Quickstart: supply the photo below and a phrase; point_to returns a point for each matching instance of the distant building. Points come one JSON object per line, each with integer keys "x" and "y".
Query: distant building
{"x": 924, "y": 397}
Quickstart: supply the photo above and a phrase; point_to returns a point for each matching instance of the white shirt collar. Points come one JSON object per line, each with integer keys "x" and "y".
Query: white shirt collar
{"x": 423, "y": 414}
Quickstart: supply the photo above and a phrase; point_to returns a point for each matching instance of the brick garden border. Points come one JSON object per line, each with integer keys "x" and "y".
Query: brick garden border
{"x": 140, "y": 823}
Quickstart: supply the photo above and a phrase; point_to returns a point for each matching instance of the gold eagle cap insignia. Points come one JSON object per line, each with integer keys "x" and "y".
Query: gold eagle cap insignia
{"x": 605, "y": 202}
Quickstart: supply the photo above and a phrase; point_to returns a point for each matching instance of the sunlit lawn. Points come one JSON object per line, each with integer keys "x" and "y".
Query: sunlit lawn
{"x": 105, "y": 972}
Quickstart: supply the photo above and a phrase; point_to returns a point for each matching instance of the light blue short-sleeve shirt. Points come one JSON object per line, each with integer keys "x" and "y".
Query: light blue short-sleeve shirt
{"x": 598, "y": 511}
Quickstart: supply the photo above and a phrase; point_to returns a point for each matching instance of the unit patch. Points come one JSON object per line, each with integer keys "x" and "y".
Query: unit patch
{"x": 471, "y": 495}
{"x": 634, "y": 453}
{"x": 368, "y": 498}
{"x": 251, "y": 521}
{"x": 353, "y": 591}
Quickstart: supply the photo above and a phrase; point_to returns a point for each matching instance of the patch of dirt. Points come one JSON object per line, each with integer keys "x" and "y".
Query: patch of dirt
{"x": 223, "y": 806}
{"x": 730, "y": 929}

....

REQUIREMENT
All that the answer may hold is the lines from the one with "of the light" through the end of the data, set down exactly as they appear.

REPLY
Quickstart: supply the photo above and a phrase; point_to returns a point for each matching instance of the light blue short-sleeve shirt. Points come one JSON object per line, each with integer keys "x" and "y".
Query: light blue short-sleeve shirt
{"x": 598, "y": 511}
Quickstart: supply the photo above and a phrase; point_to returns a point for each matching instance of the unit patch. Points come one JSON object per line, each with integer keys "x" and "y".
Query: unit patch
{"x": 471, "y": 495}
{"x": 634, "y": 453}
{"x": 368, "y": 498}
{"x": 251, "y": 521}
{"x": 353, "y": 591}
Quickstart: supply the photo above and a phrase; point_to returns a point for each matching instance of the patch of dirt. Points come one JSON object per line, each with integer keys "x" and "y".
Query: patch of dirt
{"x": 223, "y": 806}
{"x": 730, "y": 929}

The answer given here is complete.